On March 12, 2026, Google Research announced Groundsource, a large-scale methodology that converts global news coverage into structured disaster data. The team also introduced an open urban flash flood dataset with 2.6 million records from locations worldwide. The announcement appeared on the Google Research blog.
Groundsource: turning news reports into data with Gemini
Groundsource was developed by software engineers Oleg Zlydenko and Rotem Mayo and research scientist Deborah Cohen at Google. Google describes Groundsource as a framework that extracts verified ground truth from unstructured text about natural disasters. Its first application produces a global urban flash flood dataset of 2.6 million events from more than 150 countries.
Groundsource analyzes news reports where flooding is the primary subject, using the Google Read Aloud user-agent to isolate article text. News coverage in 80 languages is translated into English using the Cloud Translation API. The Gemini large language model then classifies, dates, and locates flood events reported from 2000 onward under a structured schema.

----------

What you need to do
A - In the Groundsource text, how many languages of news coverage are translated into English?
B - Continue the Groundsource text, picking up after its last sentence.

Supplied records
----------

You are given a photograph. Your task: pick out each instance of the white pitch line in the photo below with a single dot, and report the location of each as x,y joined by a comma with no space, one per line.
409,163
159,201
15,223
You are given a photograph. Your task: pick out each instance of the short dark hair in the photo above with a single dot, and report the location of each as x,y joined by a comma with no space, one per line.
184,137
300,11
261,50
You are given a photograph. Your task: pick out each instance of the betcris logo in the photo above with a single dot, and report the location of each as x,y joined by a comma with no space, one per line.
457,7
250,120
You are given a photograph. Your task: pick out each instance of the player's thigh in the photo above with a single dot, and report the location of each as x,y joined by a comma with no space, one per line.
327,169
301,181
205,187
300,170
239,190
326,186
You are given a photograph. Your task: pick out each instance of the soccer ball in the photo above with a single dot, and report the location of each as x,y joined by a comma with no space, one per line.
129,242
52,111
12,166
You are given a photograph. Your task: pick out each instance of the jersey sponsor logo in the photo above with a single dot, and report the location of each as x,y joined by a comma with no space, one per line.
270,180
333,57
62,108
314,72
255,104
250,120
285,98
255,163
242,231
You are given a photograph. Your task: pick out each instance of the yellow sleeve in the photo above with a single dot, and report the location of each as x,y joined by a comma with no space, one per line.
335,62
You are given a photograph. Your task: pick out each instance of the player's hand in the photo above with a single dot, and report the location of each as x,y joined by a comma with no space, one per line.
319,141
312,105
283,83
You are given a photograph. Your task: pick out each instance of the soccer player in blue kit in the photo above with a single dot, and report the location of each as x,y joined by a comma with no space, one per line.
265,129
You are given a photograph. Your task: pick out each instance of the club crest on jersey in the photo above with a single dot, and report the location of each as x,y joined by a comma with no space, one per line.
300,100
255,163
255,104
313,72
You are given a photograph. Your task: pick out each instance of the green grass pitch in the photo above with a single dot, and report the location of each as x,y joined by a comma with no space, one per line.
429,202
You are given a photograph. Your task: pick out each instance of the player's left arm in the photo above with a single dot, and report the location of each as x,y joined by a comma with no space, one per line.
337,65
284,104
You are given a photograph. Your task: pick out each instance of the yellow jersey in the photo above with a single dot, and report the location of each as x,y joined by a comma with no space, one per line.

----------

Answer set
A - 80 languages.

B -
Gemini filters out articles focused on forecasts, policy discussions, or general risk, keeping only reports of actual or ongoing floods. It resolves relative time phrases against publication dates to assign specific event dates. Locations are mapped to standardized geographic polygons using Google Maps Platform grounding tools.
Key details and dataset metrics
Google has released the Groundsource urban flash flood data as open access via the Zenodo repository, providing an open flash floods dataset. The methodology and validation results are documented in a research paper focused on the Groundsource framework. Key quantitative details from the announcement include:
- 2.6 million historical urban flash flood events extracted worldwide.
- Coverage spanning more than 150 countries between 2000 and early 2026.
- Manual review found 60 percent of extracted events accurate in both location and timing.
- Manual review found 82 percent accurate enough for practical analysis, such as correct district or event day.
- Groundsource captured between 85 and 100 percent of severe flood events recorded by GDACS from 2020 to 2026.
- The Global Disaster Alert and Coordination System database holds about 10,000 entries across hazard types.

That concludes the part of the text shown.